PROVIDED INFORMATION:
--- --- ---

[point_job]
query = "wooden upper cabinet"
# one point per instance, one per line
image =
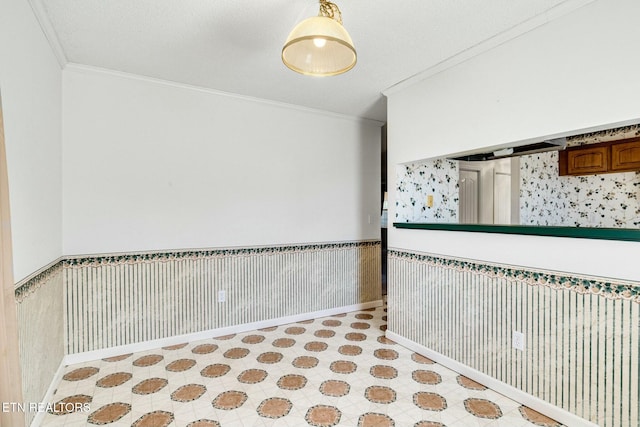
(625, 156)
(588, 161)
(604, 157)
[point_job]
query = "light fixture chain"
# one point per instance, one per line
(330, 10)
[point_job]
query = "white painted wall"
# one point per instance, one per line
(576, 72)
(149, 165)
(30, 82)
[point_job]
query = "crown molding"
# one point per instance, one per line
(489, 44)
(49, 32)
(89, 69)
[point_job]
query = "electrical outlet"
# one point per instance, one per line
(518, 340)
(429, 201)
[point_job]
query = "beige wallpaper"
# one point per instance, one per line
(582, 334)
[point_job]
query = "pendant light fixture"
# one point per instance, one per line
(320, 46)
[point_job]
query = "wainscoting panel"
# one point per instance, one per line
(40, 307)
(581, 333)
(126, 299)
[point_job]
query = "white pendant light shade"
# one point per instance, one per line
(319, 46)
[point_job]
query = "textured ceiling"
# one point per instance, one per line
(234, 45)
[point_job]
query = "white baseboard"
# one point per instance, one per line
(545, 408)
(48, 397)
(88, 356)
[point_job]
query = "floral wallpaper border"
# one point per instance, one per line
(418, 180)
(613, 289)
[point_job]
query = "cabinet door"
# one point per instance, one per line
(625, 156)
(587, 161)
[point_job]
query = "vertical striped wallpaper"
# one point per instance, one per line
(119, 300)
(581, 333)
(40, 309)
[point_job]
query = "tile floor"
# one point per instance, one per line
(335, 371)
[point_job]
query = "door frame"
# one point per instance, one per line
(10, 374)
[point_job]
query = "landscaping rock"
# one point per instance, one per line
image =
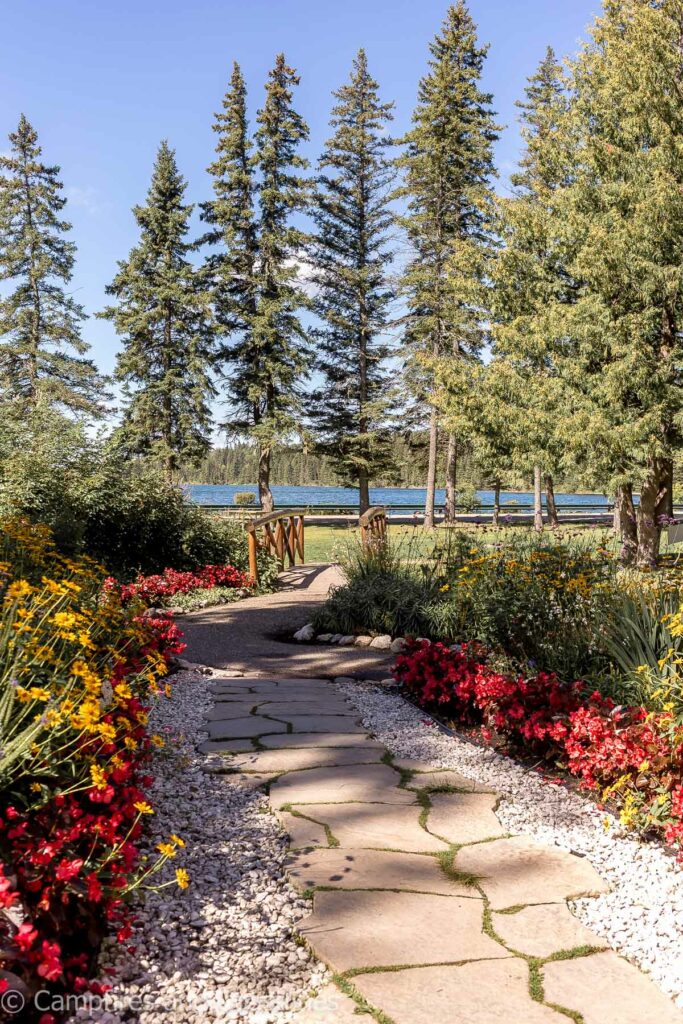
(305, 634)
(604, 987)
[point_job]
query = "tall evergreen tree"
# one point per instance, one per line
(350, 253)
(163, 314)
(280, 339)
(41, 348)
(527, 272)
(254, 273)
(615, 323)
(449, 167)
(231, 264)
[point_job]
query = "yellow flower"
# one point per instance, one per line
(98, 777)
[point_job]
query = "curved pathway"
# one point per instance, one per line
(425, 909)
(253, 635)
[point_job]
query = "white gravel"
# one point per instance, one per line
(224, 948)
(641, 918)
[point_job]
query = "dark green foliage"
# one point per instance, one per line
(41, 348)
(163, 314)
(254, 274)
(449, 167)
(350, 254)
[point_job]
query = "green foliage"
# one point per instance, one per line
(244, 498)
(164, 316)
(41, 349)
(350, 255)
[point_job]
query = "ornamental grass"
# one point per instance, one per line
(79, 671)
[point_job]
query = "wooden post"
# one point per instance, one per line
(253, 561)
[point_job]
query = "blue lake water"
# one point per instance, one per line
(209, 494)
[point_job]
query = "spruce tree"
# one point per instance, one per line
(615, 224)
(528, 273)
(163, 314)
(41, 348)
(230, 266)
(350, 253)
(253, 271)
(280, 340)
(449, 167)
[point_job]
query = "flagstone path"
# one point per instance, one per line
(423, 907)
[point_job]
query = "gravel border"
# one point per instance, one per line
(641, 918)
(224, 949)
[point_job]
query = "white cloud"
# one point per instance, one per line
(86, 198)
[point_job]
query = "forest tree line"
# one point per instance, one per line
(537, 329)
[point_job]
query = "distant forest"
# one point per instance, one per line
(293, 466)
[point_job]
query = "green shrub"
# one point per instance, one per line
(244, 498)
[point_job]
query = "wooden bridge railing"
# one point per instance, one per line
(280, 534)
(373, 525)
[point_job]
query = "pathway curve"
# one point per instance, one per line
(253, 635)
(422, 905)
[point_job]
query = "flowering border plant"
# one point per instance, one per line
(629, 755)
(79, 671)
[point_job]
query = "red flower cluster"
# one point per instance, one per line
(635, 754)
(46, 848)
(156, 589)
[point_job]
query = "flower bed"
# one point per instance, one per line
(629, 755)
(78, 673)
(155, 590)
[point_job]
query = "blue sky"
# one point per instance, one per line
(103, 81)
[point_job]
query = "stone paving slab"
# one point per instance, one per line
(342, 738)
(330, 1007)
(296, 759)
(432, 779)
(325, 723)
(359, 783)
(485, 992)
(378, 826)
(381, 899)
(302, 833)
(381, 929)
(373, 869)
(464, 817)
(606, 989)
(241, 728)
(544, 930)
(516, 871)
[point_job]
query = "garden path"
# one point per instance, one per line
(424, 908)
(254, 635)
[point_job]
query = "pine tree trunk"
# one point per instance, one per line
(451, 478)
(538, 503)
(497, 504)
(364, 491)
(653, 500)
(431, 471)
(264, 493)
(550, 501)
(627, 525)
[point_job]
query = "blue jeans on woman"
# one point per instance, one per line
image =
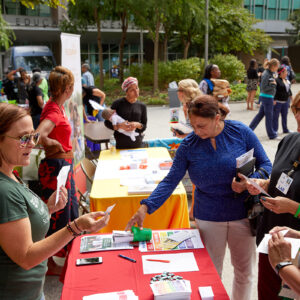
(265, 110)
(281, 108)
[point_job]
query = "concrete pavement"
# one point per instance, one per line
(158, 127)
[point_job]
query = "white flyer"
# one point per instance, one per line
(244, 158)
(96, 105)
(253, 183)
(61, 180)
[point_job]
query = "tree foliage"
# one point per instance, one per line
(294, 18)
(51, 3)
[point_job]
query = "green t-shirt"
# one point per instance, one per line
(18, 202)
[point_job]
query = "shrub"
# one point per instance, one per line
(231, 67)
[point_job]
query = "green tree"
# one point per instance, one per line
(51, 3)
(231, 29)
(121, 11)
(7, 35)
(149, 15)
(294, 18)
(190, 22)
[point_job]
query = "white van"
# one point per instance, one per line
(29, 57)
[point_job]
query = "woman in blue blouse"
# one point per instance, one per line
(209, 154)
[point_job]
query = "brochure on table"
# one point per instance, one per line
(128, 295)
(177, 262)
(92, 243)
(161, 241)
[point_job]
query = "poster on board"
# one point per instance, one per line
(70, 58)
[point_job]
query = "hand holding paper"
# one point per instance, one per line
(255, 185)
(61, 180)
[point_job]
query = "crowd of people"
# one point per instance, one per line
(35, 228)
(275, 81)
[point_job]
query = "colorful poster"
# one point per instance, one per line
(161, 241)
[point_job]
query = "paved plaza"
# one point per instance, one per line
(158, 127)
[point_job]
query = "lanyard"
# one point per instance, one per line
(294, 168)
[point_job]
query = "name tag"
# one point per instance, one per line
(284, 183)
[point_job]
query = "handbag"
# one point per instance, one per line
(254, 207)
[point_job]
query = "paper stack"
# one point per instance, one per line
(122, 295)
(171, 290)
(120, 236)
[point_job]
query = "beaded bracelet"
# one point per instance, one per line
(77, 226)
(71, 230)
(297, 212)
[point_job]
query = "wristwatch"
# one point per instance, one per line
(282, 265)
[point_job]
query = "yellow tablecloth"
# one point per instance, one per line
(105, 192)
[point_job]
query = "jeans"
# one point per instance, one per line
(265, 110)
(280, 108)
(236, 234)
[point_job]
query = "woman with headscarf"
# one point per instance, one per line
(133, 111)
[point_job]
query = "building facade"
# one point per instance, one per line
(40, 26)
(274, 16)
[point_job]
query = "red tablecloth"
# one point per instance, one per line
(117, 274)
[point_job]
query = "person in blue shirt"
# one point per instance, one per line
(209, 155)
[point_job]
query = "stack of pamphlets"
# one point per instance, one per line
(171, 290)
(120, 236)
(122, 295)
(91, 243)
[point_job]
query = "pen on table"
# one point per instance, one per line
(128, 258)
(158, 260)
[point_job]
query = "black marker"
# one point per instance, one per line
(128, 258)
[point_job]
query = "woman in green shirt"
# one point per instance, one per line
(24, 217)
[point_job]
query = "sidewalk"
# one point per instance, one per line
(158, 127)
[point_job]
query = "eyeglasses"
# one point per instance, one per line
(25, 139)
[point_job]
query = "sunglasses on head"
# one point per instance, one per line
(26, 138)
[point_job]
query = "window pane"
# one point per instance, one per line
(284, 14)
(45, 11)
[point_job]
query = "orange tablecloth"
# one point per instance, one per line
(105, 192)
(117, 274)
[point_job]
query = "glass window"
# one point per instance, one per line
(114, 48)
(284, 14)
(105, 48)
(271, 14)
(45, 11)
(259, 12)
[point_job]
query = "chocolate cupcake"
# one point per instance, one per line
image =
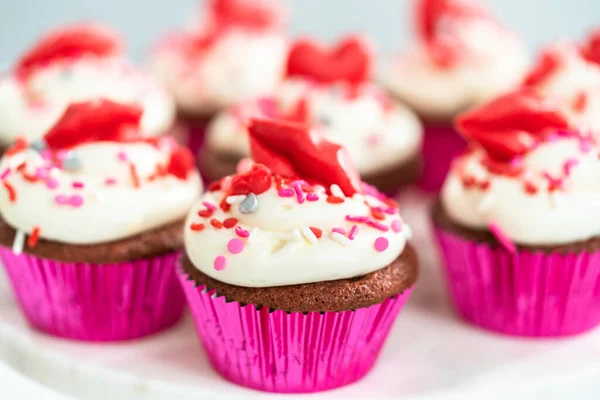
(329, 88)
(75, 63)
(463, 56)
(517, 219)
(295, 270)
(91, 226)
(234, 51)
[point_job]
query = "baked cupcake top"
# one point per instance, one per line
(330, 88)
(93, 178)
(76, 63)
(530, 177)
(463, 56)
(235, 52)
(570, 73)
(299, 215)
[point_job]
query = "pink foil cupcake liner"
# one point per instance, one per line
(283, 352)
(441, 143)
(96, 302)
(522, 293)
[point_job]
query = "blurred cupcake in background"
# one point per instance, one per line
(74, 63)
(234, 52)
(295, 270)
(518, 220)
(92, 224)
(463, 56)
(329, 88)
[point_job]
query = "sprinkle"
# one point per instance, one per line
(381, 244)
(230, 223)
(336, 191)
(312, 197)
(237, 199)
(19, 242)
(235, 246)
(353, 232)
(34, 237)
(219, 263)
(286, 192)
(341, 239)
(249, 205)
(335, 199)
(197, 227)
(12, 194)
(241, 232)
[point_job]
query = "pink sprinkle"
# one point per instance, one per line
(235, 246)
(502, 237)
(241, 232)
(286, 192)
(219, 263)
(312, 197)
(381, 244)
(76, 200)
(209, 206)
(353, 232)
(341, 231)
(397, 226)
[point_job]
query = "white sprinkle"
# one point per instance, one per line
(237, 199)
(19, 242)
(309, 235)
(341, 239)
(253, 234)
(336, 191)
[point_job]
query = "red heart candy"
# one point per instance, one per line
(94, 121)
(72, 41)
(295, 151)
(512, 124)
(349, 61)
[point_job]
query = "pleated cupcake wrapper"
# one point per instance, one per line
(440, 145)
(523, 293)
(283, 352)
(96, 302)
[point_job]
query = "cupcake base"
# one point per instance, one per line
(535, 291)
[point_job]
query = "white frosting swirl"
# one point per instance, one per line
(107, 210)
(241, 65)
(376, 139)
(279, 253)
(496, 61)
(564, 215)
(30, 107)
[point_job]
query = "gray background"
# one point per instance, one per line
(385, 21)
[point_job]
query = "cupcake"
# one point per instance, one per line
(463, 56)
(295, 270)
(329, 88)
(76, 63)
(92, 224)
(517, 220)
(570, 73)
(234, 52)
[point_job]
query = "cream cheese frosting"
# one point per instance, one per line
(378, 133)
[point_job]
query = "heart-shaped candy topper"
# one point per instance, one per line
(349, 61)
(70, 42)
(298, 152)
(512, 124)
(95, 121)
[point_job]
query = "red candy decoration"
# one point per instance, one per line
(512, 124)
(95, 121)
(296, 151)
(72, 41)
(349, 61)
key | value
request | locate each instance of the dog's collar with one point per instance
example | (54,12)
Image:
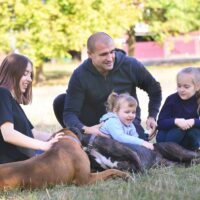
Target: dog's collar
(72,138)
(90,144)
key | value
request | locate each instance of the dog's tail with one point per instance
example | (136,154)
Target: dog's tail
(109,173)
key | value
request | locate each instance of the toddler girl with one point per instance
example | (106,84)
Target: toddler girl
(178,120)
(118,122)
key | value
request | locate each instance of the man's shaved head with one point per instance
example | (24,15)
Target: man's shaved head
(96,38)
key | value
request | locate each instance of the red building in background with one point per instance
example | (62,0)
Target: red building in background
(182,46)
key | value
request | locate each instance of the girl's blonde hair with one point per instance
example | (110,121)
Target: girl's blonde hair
(195,72)
(115,100)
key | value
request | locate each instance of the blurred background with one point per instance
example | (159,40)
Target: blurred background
(164,35)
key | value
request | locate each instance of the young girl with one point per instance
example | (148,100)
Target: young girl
(178,120)
(118,122)
(17,135)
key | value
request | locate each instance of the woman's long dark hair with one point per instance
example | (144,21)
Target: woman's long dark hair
(12,69)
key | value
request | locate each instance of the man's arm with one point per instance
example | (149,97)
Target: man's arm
(74,100)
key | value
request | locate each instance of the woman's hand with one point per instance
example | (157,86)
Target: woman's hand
(148,145)
(182,123)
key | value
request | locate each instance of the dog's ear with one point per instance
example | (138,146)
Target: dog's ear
(77,132)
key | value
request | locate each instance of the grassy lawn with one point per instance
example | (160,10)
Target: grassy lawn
(160,184)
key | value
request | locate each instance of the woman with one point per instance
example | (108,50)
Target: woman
(18,138)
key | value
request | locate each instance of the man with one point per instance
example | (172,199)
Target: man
(107,69)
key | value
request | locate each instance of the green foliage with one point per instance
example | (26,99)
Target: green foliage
(172,16)
(49,29)
(45,30)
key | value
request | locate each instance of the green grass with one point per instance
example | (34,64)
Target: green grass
(161,184)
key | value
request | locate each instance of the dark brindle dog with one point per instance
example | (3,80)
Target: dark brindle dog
(105,153)
(64,163)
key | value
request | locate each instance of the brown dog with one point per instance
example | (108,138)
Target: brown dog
(64,163)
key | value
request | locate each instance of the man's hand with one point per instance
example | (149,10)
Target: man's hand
(94,130)
(151,124)
(183,123)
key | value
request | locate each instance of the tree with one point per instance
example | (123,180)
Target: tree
(171,17)
(49,29)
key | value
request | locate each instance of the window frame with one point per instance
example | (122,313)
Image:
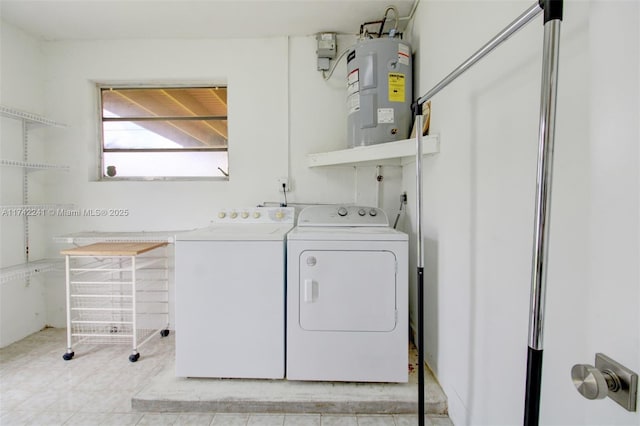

--- --- ---

TASK STATEMENT: Only the lines containing "door" are needed; copy each of them from the data.

TASK ANSWER:
query = "cabinet door"
query = "door frame"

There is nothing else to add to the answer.